* Data:
________________

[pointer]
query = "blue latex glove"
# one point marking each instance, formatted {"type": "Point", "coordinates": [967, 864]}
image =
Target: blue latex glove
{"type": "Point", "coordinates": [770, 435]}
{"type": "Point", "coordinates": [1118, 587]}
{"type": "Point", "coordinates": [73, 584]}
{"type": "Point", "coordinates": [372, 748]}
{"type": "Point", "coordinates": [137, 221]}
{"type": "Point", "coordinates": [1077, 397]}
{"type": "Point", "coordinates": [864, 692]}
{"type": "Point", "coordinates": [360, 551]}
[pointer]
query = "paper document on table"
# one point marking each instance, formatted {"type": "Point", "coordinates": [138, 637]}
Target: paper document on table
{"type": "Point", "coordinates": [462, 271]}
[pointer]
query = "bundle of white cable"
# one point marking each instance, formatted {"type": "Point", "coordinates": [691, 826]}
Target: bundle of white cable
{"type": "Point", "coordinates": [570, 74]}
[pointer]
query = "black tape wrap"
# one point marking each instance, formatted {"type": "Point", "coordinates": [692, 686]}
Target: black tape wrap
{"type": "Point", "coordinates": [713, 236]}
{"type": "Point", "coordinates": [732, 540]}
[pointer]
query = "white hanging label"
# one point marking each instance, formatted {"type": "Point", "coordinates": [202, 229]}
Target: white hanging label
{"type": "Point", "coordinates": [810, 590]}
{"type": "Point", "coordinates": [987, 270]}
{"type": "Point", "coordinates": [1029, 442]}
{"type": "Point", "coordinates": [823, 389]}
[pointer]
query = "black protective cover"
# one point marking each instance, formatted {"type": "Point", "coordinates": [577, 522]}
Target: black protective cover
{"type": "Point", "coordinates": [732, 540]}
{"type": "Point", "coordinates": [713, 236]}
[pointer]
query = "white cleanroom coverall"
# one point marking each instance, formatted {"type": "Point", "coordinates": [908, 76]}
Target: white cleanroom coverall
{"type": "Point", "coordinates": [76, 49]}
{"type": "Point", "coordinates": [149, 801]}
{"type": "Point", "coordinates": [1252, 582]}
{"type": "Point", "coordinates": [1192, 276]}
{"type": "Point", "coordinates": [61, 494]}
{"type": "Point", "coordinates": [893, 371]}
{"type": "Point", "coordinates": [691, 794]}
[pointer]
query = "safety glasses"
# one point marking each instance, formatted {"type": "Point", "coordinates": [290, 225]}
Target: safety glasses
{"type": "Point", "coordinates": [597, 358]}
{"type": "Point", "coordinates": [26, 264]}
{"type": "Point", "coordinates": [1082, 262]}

________________

* Work required:
Every line of the entries that includes "formatted" must be copied into the answer.

* Response to the task:
# one point marking each instance, formatted {"type": "Point", "coordinates": [967, 864]}
# one point marking each instance, formatted {"type": "Point", "coordinates": [138, 637]}
# one point marking each instance, formatted {"type": "Point", "coordinates": [691, 826]}
# one point marking each instance, formatted {"type": "Point", "coordinates": [692, 686]}
# one point marking each instance, formatted {"type": "Point", "coordinates": [202, 229]}
# one point marking each instance, formatted {"type": "Point", "coordinates": [577, 522]}
# one point marking each instance, formatted {"type": "Point", "coordinates": [908, 76]}
# one point marking each instance, formatted {"type": "Point", "coordinates": [290, 225]}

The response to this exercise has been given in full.